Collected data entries
- - -

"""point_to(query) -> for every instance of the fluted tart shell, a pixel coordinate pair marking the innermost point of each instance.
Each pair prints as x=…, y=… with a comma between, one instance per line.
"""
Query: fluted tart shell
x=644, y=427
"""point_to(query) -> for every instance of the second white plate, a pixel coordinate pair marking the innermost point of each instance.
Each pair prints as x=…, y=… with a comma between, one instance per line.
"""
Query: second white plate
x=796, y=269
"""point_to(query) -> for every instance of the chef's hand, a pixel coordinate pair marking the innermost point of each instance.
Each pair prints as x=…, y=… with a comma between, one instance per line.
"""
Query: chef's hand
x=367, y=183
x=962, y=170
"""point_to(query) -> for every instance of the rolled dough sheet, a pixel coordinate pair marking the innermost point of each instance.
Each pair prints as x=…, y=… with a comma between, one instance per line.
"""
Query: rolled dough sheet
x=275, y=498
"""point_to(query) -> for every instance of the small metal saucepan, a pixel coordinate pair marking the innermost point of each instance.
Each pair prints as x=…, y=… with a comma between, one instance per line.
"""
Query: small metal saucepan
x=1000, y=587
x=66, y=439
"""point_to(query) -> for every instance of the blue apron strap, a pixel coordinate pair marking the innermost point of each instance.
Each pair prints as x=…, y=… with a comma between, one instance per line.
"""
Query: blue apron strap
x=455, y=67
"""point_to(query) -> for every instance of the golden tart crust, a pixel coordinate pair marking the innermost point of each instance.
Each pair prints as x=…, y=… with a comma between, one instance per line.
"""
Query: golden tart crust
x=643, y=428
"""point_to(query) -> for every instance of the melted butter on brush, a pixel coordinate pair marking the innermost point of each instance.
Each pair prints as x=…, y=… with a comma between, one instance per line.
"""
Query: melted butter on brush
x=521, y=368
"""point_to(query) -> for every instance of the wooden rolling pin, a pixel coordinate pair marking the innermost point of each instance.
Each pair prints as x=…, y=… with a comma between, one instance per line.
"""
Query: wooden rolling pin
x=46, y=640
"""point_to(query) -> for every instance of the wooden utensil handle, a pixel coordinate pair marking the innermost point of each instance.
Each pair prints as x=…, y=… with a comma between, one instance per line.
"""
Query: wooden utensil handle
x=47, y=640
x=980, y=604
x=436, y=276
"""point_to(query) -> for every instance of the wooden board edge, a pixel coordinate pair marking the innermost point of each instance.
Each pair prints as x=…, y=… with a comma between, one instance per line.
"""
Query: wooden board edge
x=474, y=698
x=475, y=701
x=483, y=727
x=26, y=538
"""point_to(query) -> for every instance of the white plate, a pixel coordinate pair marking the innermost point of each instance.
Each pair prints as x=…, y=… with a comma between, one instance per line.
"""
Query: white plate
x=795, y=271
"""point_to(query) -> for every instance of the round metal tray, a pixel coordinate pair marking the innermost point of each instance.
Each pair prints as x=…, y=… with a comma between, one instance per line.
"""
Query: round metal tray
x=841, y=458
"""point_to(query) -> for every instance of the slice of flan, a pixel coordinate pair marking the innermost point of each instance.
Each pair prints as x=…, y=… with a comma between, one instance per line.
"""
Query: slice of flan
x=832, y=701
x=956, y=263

- - -

§ Aim of the task:
Please return exactly the lines from the opening line of the data above through the line with "of the small", both included and nothing else.

§ Final answer:
"""point_to(query) -> for every instance of the fluted tart shell, a pixel coordinate pair marking the innermost point of each instance.
Each pair prints as x=…, y=… with a comma between, one instance per line.
"""
Query: fluted tart shell
x=644, y=427
"""point_to(query) -> for every instance of the second white plate, a pixel coordinate pair marking the innermost point of each instance.
Each pair prints as x=…, y=… with a comma between, one instance per line.
"""
Query: second white plate
x=796, y=269
"""point_to(query) -> for every instance of the chef's hand, a pixel coordinate pair marking the innermost point of each instance.
Each pair prints as x=…, y=… with a comma between, one instance per line.
"""
Query: chef's hand
x=367, y=183
x=962, y=170
"""point_to(query) -> for every instance of the rolled dough sheet, a pixel coordinate pair marking the innermost point of each instance.
Each pair prints as x=…, y=… with a comma between, one instance per line.
"""
Query: rolled dough sheet
x=275, y=498
"""point_to(query) -> for every instance of the small metal saucepan, a pixel coordinate pair marking the innermost point of each instance.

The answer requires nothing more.